Problem requirements:
Copy the material below line for line, leaving out the pictures.

Box annotations for the photos:
□ □ □ □

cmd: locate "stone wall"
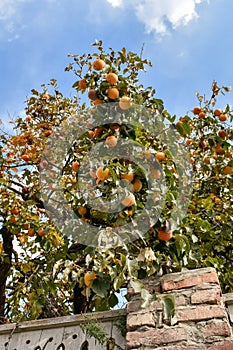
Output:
[0,268,233,350]
[0,310,126,350]
[126,268,233,350]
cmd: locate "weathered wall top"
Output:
[0,309,126,350]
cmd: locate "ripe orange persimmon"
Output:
[11,207,19,215]
[185,139,193,146]
[43,130,53,137]
[218,130,227,140]
[121,173,134,182]
[106,73,118,85]
[21,154,31,162]
[96,167,110,183]
[119,96,131,111]
[214,108,222,117]
[204,157,210,164]
[223,165,232,175]
[198,111,206,119]
[78,205,87,216]
[192,106,201,114]
[11,216,18,223]
[37,228,45,237]
[155,152,166,161]
[218,114,227,122]
[27,228,35,237]
[158,230,173,241]
[78,79,87,90]
[105,135,117,147]
[133,179,142,192]
[84,271,96,287]
[150,168,161,180]
[92,58,105,70]
[71,162,80,173]
[214,144,225,156]
[87,89,97,101]
[121,193,136,207]
[107,88,119,100]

□ □ □ □

Full answer:
cmd: locate "stone wall"
Output:
[0,268,233,350]
[0,310,126,350]
[126,268,233,350]
cmd: locate "weathered wall top"
Output:
[0,309,126,350]
cmd: locate "ripe orange persimmon"
Output:
[11,207,19,215]
[185,139,193,146]
[43,130,53,137]
[218,130,227,140]
[121,173,134,182]
[106,73,118,85]
[21,154,31,162]
[96,167,110,183]
[119,96,131,111]
[214,108,222,117]
[204,157,210,164]
[223,165,232,175]
[198,111,206,119]
[78,205,87,216]
[192,106,201,114]
[11,216,18,223]
[37,228,45,237]
[155,152,166,161]
[218,114,227,122]
[27,228,35,237]
[158,230,173,241]
[78,79,87,90]
[105,135,117,147]
[133,179,142,192]
[84,271,96,287]
[150,168,161,180]
[92,58,105,70]
[71,162,80,173]
[214,144,225,156]
[87,89,97,101]
[121,193,136,207]
[107,88,119,100]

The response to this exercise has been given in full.